_Instructions to follow_
Copy the items word for word, from the line containing "Please trace the outline of every instance of the mascot eye." through the line containing "Give the mask of the mascot eye.", with both of those lines included.

_Dataset extract_
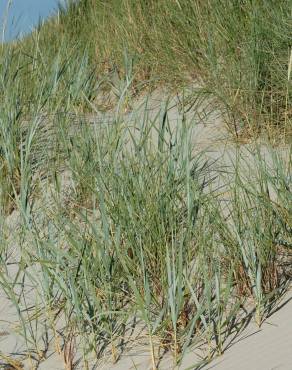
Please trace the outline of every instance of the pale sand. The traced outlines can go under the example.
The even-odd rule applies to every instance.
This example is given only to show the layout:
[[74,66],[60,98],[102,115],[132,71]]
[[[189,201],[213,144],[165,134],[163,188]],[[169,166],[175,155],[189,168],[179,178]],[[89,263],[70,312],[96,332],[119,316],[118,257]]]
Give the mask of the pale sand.
[[[169,111],[169,121],[172,127],[175,127],[180,118],[179,109],[176,105],[176,100],[173,99],[173,108]],[[161,98],[159,94],[153,94],[148,102],[149,104],[149,116],[150,118],[155,117],[159,114]],[[140,115],[139,106],[143,106],[143,102],[138,102],[133,113],[126,114],[126,120],[133,120],[134,115]],[[138,113],[137,113],[138,112]],[[218,160],[221,165],[231,165],[236,148],[232,144],[230,136],[227,134],[223,122],[218,119],[216,112],[212,112],[208,116],[202,116],[204,118],[192,117],[192,112],[187,114],[187,118],[193,118],[197,124],[194,126],[192,132],[191,141],[196,144],[196,150],[206,150],[205,156],[211,160]],[[98,120],[102,118],[98,117]],[[93,118],[93,121],[98,121]],[[154,133],[155,135],[155,133]],[[157,140],[157,135],[153,137],[153,140]],[[265,146],[262,146],[262,151],[268,153]],[[253,154],[250,151],[251,147],[245,145],[241,147],[244,157],[248,158],[250,164],[253,160]],[[279,150],[287,153],[287,148]],[[271,158],[267,154],[267,161],[271,162]],[[220,180],[224,181],[224,180]],[[16,227],[16,220],[9,220],[8,222],[11,227],[11,233]],[[11,247],[14,248],[14,242]],[[17,257],[16,257],[17,259]],[[14,268],[10,267],[11,277],[14,276]],[[28,288],[27,288],[28,289]],[[33,303],[34,294],[33,291],[27,293],[29,300]],[[246,330],[230,344],[229,348],[225,353],[214,359],[209,365],[205,365],[203,369],[215,369],[215,370],[292,370],[292,294],[287,294],[284,301],[286,304],[283,305],[276,313],[274,313],[269,319],[265,321],[260,329],[258,329],[253,322],[251,322]],[[17,336],[14,328],[18,324],[17,313],[11,302],[5,299],[5,294],[0,288],[0,353],[5,355],[11,355],[14,359],[19,359],[25,369],[32,368],[32,363],[29,360],[25,360],[24,354],[24,341],[21,337]],[[39,337],[42,335],[42,328],[40,328]],[[39,368],[43,370],[50,369],[64,369],[64,361],[61,355],[54,353],[53,343],[50,344],[50,350],[47,354],[47,359],[39,364]],[[194,353],[188,353],[181,365],[181,369],[195,369],[195,363],[199,361],[198,355],[201,354],[195,351]],[[78,356],[76,356],[78,359]],[[4,361],[0,359],[0,369],[5,369]],[[76,368],[82,369],[80,363]],[[118,363],[112,364],[110,358],[105,358],[103,361],[99,361],[95,367],[97,369],[108,369],[108,370],[126,370],[126,369],[151,369],[151,360],[148,352],[148,348],[140,345],[135,346],[135,349],[126,351],[121,356]],[[165,356],[160,365],[159,369],[171,369],[172,361],[169,356]]]

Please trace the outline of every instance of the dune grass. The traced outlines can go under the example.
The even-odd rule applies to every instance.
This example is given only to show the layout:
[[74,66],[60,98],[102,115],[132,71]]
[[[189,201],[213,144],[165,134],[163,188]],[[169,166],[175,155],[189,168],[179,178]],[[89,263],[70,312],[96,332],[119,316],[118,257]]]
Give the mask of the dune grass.
[[[87,76],[79,87],[94,102],[97,78],[105,90],[123,78],[126,52],[133,95],[145,83],[199,84],[216,97],[235,135],[261,132],[277,141],[291,137],[291,23],[289,1],[69,1],[14,51],[22,55],[23,78],[29,76],[29,101],[51,68],[61,72],[56,87],[75,87],[68,76],[75,60]],[[88,108],[85,99],[75,104]]]
[[[1,46],[0,286],[37,361],[42,331],[72,368],[76,338],[115,362],[141,329],[153,369],[201,343],[208,362],[289,282],[291,150],[218,168],[184,114],[121,114],[141,86],[197,81],[244,135],[288,135],[288,2],[224,3],[80,1]],[[110,88],[113,121],[89,124]]]

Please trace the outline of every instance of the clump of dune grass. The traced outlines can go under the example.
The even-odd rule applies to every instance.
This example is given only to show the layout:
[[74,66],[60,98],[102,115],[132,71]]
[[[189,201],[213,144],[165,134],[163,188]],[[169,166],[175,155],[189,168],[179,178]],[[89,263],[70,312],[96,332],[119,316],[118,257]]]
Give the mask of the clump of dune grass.
[[[42,76],[52,73],[53,89],[81,88],[94,102],[94,81],[106,91],[108,81],[123,78],[126,51],[133,61],[132,94],[145,82],[174,90],[203,85],[237,138],[262,133],[276,142],[291,135],[291,22],[288,2],[69,1],[13,50],[21,55],[28,101]],[[70,99],[79,110],[89,108],[87,99],[74,93]]]
[[[196,121],[182,114],[173,127],[167,104],[154,118],[146,107],[131,121],[123,115],[139,81],[182,86],[194,73],[236,127],[257,131],[265,117],[288,125],[288,114],[284,126],[278,113],[263,114],[275,102],[258,96],[275,84],[289,105],[289,68],[285,93],[284,77],[275,82],[271,71],[287,41],[276,31],[290,13],[250,2],[226,2],[224,14],[219,2],[145,4],[80,1],[1,48],[0,287],[38,362],[48,351],[43,331],[68,367],[77,340],[85,363],[90,353],[116,362],[134,336],[146,338],[154,369],[164,351],[178,364],[202,343],[209,361],[245,321],[262,324],[291,278],[280,259],[290,261],[291,151],[281,157],[268,147],[268,163],[254,149],[252,165],[239,148],[230,168],[216,168],[192,144]],[[262,50],[269,17],[282,21]],[[105,85],[118,99],[112,120],[90,123],[81,113],[98,113]]]

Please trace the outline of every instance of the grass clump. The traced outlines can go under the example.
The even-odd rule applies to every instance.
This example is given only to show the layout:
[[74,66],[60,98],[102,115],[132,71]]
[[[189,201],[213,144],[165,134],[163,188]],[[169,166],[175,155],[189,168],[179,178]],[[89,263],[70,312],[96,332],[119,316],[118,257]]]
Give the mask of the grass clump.
[[[175,124],[169,101],[123,114],[142,85],[191,79],[237,133],[288,132],[291,12],[224,5],[80,1],[2,46],[0,286],[38,363],[49,334],[68,368],[76,343],[86,365],[141,338],[154,369],[199,344],[208,362],[289,283],[291,151],[236,147],[221,167],[193,144],[184,99]],[[97,103],[109,87],[110,119]]]
[[[24,70],[33,65],[38,71],[33,75],[41,78],[52,69],[55,89],[59,84],[78,89],[78,84],[89,89],[84,93],[92,102],[96,78],[107,76],[101,83],[105,90],[109,79],[123,78],[126,51],[133,60],[132,94],[145,82],[175,89],[194,82],[208,88],[236,135],[287,138],[291,22],[289,2],[69,1],[15,50]],[[82,61],[82,77],[72,70],[73,60],[77,68]],[[68,69],[78,76],[74,82]],[[38,80],[32,82],[29,90],[36,93]],[[75,103],[88,108],[85,99]]]

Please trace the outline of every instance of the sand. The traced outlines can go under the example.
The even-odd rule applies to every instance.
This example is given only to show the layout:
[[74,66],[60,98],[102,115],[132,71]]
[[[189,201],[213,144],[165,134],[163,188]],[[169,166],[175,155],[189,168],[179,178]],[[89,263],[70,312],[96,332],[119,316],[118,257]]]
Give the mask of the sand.
[[[155,92],[148,99],[147,114],[150,118],[155,117],[160,112],[162,102],[161,93]],[[181,118],[179,104],[177,98],[172,98],[170,102],[172,108],[168,112],[169,122],[171,127],[175,127],[178,120]],[[205,103],[204,103],[205,104]],[[135,117],[144,114],[145,101],[138,101],[132,112],[127,112],[124,115],[126,121],[134,121]],[[222,117],[218,112],[209,112],[209,105],[201,109],[200,114],[192,115],[192,111],[188,112],[187,120],[196,122],[192,131],[191,141],[195,144],[195,150],[205,150],[207,159],[217,161],[220,165],[229,166],[232,164],[236,153],[236,146],[230,134],[228,134]],[[144,112],[144,113],[143,113]],[[114,112],[107,115],[107,120],[113,119]],[[102,114],[90,118],[91,123],[97,124],[105,119]],[[153,142],[157,140],[157,136],[153,136]],[[285,156],[287,153],[286,147],[279,149],[280,154]],[[247,158],[248,163],[254,160],[252,146],[242,145],[242,155]],[[261,146],[262,153],[266,153],[267,162],[271,162],[269,151],[265,145]],[[223,180],[222,180],[223,181]],[[17,228],[18,215],[15,213],[8,220],[7,224],[10,228],[11,235],[13,230]],[[15,254],[15,262],[17,257],[17,241],[9,238],[11,244],[11,252]],[[10,276],[16,274],[16,266],[9,267]],[[0,281],[1,284],[1,281]],[[28,302],[34,303],[33,287],[26,287],[26,296]],[[64,359],[55,351],[55,343],[50,342],[50,334],[48,341],[49,348],[46,353],[46,359],[39,364],[30,360],[25,351],[24,339],[17,335],[16,327],[18,322],[18,315],[13,304],[6,299],[5,292],[0,287],[0,354],[10,356],[14,360],[19,360],[19,368],[21,364],[25,369],[31,369],[36,366],[43,370],[50,369],[64,369]],[[38,340],[41,340],[43,334],[46,332],[45,328],[39,328]],[[193,352],[187,353],[180,369],[195,369],[195,364],[199,361],[199,356],[202,353],[196,349]],[[76,354],[75,360],[80,359],[80,353]],[[1,362],[2,361],[2,362]],[[0,369],[8,369],[7,361],[0,357]],[[17,363],[14,364],[17,368]],[[94,360],[91,362],[91,368],[108,369],[108,370],[126,370],[126,369],[151,369],[151,359],[147,346],[137,345],[134,349],[125,351],[118,363],[112,364],[110,358],[104,358],[98,363]],[[171,369],[172,359],[165,356],[159,363],[159,369]],[[10,367],[11,369],[13,367]],[[80,362],[76,366],[77,369],[82,369],[83,365]],[[253,321],[249,323],[247,328],[234,339],[228,348],[226,348],[223,355],[213,359],[210,364],[205,365],[202,369],[215,370],[292,370],[292,293],[289,291],[282,300],[282,306],[273,313],[262,325],[258,328]]]

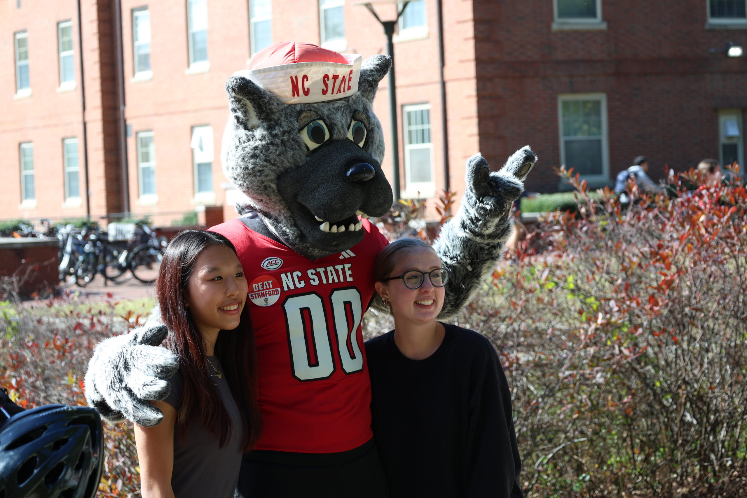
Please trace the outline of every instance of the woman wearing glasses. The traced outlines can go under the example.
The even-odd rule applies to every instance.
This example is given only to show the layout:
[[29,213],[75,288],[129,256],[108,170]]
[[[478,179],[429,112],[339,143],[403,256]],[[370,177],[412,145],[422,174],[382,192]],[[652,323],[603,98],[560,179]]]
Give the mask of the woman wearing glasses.
[[394,330],[368,341],[372,428],[391,498],[518,498],[511,393],[490,342],[436,321],[448,272],[415,239],[386,246],[376,290]]

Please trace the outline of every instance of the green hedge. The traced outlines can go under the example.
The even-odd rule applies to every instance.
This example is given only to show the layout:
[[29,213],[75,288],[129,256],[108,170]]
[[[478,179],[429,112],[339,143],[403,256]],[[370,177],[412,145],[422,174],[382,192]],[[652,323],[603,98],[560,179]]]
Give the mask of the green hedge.
[[18,231],[21,229],[20,224],[31,225],[28,220],[6,220],[0,221],[0,237],[8,237],[11,231]]
[[[596,197],[595,192],[589,192],[589,196]],[[557,193],[542,193],[536,197],[521,198],[521,212],[547,213],[548,211],[575,211],[577,202],[573,192],[558,192]]]
[[197,224],[197,211],[187,211],[182,215],[181,220],[174,220],[171,226],[194,226]]

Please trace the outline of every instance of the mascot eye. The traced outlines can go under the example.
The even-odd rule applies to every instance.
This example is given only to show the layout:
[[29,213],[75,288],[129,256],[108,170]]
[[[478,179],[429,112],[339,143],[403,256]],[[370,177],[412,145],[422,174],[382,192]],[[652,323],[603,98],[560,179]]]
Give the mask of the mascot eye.
[[362,147],[366,141],[366,125],[360,121],[353,119],[350,128],[347,130],[347,137],[359,147]]
[[314,150],[329,140],[329,130],[323,121],[320,119],[312,121],[301,130],[301,138],[309,147],[309,150]]

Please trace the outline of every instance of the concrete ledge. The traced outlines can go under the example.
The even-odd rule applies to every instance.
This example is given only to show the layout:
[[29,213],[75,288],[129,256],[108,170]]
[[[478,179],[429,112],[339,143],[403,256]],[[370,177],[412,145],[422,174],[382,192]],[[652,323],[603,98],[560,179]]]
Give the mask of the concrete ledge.
[[54,289],[58,273],[57,237],[0,238],[0,280],[22,296]]
[[27,247],[57,247],[59,244],[58,239],[40,239],[37,237],[24,237],[16,239],[14,237],[0,237],[0,251],[3,249],[22,249]]
[[554,31],[601,31],[607,29],[607,22],[555,21],[551,28]]

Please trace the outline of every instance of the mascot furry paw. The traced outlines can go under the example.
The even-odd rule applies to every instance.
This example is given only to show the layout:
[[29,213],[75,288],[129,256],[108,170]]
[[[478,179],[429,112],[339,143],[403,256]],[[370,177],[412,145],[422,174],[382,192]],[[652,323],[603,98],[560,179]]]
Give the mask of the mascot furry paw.
[[[221,158],[247,197],[237,206],[244,216],[211,229],[234,243],[249,282],[264,421],[251,458],[303,466],[309,455],[353,458],[371,440],[360,324],[370,305],[380,306],[373,267],[387,243],[368,218],[393,201],[372,111],[390,66],[385,55],[362,63],[286,42],[258,53],[226,84],[231,117]],[[529,147],[498,172],[480,155],[468,160],[459,211],[434,244],[452,274],[443,317],[461,309],[495,264],[512,202],[536,161]],[[87,393],[105,417],[158,423],[147,400],[165,397],[162,381],[174,369],[154,347],[156,327],[99,345]]]

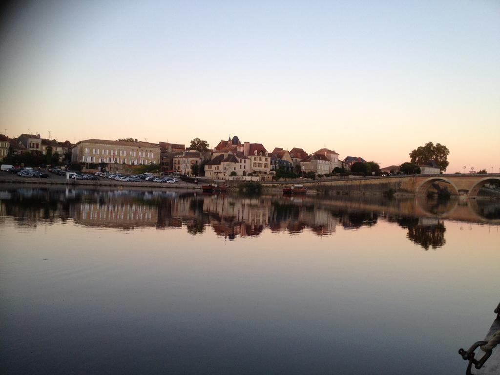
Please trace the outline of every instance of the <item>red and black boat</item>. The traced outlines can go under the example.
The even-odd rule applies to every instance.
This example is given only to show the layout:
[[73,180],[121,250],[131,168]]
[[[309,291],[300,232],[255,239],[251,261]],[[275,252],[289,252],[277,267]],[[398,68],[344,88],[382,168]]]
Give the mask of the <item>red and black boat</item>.
[[218,185],[216,184],[202,185],[202,190],[204,192],[226,192],[229,186],[225,184],[222,186]]
[[305,194],[307,192],[308,188],[304,185],[295,184],[290,188],[283,189],[284,194]]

_Correct answer_
Please trace the outline of every instance of the mascot eye. The traced outlines can go under the example.
The even-odd rule applies to every instance.
This example is given only to show the layout:
[[29,213],[75,288],[129,256],[108,170]]
[[[478,179],[429,112],[339,143],[403,256]],[[370,177],[412,145],[422,174],[382,192]],[[652,323],[603,98],[560,179]]]
Give the mask of the mascot eye.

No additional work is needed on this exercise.